In the listing below, could you rewrite only the lines from the one containing "Question: For every instance of the bench shadow" through the one containing "[(65, 111), (216, 45), (460, 47)]", changing "innermost" to "central" and leaving everything else as it is?

________________

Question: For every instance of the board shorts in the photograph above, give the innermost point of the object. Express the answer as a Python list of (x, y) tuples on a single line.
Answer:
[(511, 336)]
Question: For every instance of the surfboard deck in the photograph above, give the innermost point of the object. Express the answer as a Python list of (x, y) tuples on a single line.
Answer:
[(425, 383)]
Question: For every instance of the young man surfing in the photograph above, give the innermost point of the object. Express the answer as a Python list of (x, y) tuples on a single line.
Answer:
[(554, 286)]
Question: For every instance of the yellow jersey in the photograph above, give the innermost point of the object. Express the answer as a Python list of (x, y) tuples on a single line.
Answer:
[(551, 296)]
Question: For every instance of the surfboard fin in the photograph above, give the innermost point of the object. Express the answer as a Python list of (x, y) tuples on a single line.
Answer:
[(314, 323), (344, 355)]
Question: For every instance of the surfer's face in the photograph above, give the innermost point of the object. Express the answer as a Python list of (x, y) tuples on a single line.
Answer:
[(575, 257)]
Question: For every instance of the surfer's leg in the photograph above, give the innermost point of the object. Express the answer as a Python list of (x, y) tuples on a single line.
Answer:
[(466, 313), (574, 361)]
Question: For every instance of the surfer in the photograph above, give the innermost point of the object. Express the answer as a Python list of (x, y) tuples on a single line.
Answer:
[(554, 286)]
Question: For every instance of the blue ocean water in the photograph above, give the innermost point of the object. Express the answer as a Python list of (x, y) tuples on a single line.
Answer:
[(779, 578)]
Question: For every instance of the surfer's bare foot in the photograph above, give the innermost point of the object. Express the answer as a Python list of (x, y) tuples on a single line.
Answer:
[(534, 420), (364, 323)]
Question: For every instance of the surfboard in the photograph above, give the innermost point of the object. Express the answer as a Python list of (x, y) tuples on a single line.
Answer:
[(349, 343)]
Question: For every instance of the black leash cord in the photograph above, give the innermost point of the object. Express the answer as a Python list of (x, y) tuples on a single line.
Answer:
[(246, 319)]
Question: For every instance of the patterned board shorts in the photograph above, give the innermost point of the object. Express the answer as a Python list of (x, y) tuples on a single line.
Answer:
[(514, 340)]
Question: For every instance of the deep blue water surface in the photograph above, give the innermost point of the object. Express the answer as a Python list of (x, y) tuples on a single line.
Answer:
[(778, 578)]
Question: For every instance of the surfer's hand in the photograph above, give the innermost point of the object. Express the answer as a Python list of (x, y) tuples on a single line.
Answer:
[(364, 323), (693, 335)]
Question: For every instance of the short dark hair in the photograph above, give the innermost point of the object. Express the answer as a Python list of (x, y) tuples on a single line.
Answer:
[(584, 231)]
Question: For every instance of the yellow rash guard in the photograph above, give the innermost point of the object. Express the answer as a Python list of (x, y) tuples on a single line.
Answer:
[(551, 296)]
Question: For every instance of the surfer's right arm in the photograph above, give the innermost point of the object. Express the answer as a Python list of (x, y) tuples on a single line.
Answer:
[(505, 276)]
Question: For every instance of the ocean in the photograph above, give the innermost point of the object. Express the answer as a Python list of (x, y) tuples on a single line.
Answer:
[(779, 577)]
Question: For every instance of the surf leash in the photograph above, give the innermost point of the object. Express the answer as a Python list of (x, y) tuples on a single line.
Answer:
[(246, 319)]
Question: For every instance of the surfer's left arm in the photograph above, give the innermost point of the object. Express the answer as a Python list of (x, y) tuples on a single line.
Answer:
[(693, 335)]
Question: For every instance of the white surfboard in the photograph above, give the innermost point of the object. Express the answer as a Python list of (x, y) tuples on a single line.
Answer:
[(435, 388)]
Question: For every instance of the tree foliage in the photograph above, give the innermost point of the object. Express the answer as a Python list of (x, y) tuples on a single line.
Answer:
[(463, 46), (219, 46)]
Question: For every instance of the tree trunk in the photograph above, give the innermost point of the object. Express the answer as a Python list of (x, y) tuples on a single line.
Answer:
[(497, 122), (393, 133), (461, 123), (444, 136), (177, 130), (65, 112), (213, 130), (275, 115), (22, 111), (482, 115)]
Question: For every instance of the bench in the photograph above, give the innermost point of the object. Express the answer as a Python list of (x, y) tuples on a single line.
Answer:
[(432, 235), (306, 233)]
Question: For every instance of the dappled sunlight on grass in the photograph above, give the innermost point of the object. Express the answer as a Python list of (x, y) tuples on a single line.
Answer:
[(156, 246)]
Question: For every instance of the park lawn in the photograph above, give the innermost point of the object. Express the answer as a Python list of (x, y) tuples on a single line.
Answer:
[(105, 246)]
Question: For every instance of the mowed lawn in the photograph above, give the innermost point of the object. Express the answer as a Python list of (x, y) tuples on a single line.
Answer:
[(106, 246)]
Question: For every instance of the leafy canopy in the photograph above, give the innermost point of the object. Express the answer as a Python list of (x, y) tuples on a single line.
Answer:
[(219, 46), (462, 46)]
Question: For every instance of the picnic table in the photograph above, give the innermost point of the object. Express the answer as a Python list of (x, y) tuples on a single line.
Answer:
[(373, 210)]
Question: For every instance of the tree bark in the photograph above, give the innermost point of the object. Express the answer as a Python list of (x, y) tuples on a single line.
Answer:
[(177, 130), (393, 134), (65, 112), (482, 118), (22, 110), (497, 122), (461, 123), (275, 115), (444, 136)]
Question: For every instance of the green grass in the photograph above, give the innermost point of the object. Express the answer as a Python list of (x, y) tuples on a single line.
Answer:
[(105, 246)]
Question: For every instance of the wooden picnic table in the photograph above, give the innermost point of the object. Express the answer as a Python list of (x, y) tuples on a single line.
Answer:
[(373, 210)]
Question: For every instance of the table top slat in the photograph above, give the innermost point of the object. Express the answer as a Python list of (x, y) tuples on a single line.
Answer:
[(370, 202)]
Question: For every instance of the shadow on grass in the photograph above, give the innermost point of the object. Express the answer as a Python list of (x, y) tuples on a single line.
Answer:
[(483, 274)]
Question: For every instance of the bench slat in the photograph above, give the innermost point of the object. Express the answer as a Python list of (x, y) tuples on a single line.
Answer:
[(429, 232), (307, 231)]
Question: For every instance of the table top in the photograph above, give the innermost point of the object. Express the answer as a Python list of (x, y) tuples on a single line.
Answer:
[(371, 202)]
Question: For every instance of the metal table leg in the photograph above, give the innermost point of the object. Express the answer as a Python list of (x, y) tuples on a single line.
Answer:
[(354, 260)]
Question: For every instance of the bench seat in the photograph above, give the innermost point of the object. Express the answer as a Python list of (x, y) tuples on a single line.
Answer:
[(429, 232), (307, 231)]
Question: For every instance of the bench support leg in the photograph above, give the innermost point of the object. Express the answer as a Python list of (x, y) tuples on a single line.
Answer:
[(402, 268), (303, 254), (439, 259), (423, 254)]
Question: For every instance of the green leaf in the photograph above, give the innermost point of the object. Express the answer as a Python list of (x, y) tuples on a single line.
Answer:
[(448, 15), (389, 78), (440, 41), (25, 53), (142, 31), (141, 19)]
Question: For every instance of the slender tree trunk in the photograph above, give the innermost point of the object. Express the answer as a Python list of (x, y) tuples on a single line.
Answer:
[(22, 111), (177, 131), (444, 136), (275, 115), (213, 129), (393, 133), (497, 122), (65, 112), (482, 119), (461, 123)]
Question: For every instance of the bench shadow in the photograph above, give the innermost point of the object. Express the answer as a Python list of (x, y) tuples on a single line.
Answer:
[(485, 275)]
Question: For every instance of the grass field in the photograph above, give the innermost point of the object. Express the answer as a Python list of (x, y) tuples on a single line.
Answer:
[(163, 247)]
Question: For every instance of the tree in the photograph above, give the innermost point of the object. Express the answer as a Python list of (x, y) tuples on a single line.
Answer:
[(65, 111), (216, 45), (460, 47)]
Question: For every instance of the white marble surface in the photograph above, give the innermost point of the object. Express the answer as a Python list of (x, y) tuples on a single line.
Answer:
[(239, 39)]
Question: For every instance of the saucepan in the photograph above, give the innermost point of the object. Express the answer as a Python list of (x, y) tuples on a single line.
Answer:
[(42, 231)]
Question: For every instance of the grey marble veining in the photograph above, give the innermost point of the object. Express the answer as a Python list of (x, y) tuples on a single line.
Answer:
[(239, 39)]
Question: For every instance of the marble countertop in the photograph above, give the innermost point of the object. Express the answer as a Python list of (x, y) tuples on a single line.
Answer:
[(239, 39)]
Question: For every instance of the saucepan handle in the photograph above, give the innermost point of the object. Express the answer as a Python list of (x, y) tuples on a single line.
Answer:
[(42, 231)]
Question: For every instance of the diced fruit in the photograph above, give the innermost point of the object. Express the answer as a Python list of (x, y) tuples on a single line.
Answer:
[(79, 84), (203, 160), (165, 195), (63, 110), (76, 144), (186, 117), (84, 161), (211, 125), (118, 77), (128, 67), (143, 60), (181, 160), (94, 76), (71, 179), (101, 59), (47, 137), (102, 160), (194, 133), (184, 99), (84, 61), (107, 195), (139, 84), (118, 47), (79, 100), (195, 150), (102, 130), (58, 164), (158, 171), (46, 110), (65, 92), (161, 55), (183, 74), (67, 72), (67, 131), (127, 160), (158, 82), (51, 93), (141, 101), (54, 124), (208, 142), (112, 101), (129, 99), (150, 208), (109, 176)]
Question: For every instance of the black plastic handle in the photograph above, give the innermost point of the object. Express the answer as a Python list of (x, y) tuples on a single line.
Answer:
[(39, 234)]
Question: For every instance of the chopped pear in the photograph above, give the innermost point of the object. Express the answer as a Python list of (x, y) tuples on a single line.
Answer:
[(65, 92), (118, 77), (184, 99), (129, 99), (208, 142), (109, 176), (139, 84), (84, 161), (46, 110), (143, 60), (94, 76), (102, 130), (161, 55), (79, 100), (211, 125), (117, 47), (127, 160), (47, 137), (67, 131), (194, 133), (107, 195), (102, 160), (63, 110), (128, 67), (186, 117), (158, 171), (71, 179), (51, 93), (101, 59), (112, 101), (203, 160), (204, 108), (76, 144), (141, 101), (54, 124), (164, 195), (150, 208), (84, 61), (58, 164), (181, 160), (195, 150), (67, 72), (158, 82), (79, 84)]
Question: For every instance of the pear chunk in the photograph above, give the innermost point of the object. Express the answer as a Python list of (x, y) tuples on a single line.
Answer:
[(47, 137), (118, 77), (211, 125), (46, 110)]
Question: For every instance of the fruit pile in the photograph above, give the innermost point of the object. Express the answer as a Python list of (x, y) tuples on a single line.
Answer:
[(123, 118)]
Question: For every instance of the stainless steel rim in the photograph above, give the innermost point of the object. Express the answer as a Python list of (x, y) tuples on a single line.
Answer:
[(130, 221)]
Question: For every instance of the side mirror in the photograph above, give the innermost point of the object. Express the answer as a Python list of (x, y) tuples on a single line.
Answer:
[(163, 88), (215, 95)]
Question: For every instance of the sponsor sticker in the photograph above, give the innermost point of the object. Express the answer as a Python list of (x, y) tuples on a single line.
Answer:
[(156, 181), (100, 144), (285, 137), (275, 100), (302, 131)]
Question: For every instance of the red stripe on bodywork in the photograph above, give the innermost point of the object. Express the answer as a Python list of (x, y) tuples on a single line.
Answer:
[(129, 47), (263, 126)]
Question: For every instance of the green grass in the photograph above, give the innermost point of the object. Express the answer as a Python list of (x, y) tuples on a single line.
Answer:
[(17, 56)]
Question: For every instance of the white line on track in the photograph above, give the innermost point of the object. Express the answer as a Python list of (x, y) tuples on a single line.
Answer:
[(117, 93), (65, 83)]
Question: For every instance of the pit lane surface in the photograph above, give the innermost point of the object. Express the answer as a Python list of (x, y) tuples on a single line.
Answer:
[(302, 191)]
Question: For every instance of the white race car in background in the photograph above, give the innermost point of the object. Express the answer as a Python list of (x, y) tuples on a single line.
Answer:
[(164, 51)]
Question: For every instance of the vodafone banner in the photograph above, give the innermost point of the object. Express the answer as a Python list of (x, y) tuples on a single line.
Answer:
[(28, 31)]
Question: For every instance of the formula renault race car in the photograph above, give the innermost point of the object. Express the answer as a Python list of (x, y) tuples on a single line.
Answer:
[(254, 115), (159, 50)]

________________

- _Result_
Question: For every instance of the bench shadow in the photograph above, give the central point of the object. Express the answer as a Python list of (x, y) tuples on a single line.
Answer:
[(485, 275)]
Question: For every instance of the grass field in the photograph above, give the central point of the object. Express the answer as a Python list of (x, y) tuples on a single line.
Answer:
[(163, 247)]
Question: For every instance of the tree in the photograph above, give the central point of the object. Express the answer as a Python list of (x, y) tuples on a single line.
Answer:
[(65, 111), (216, 45), (460, 47)]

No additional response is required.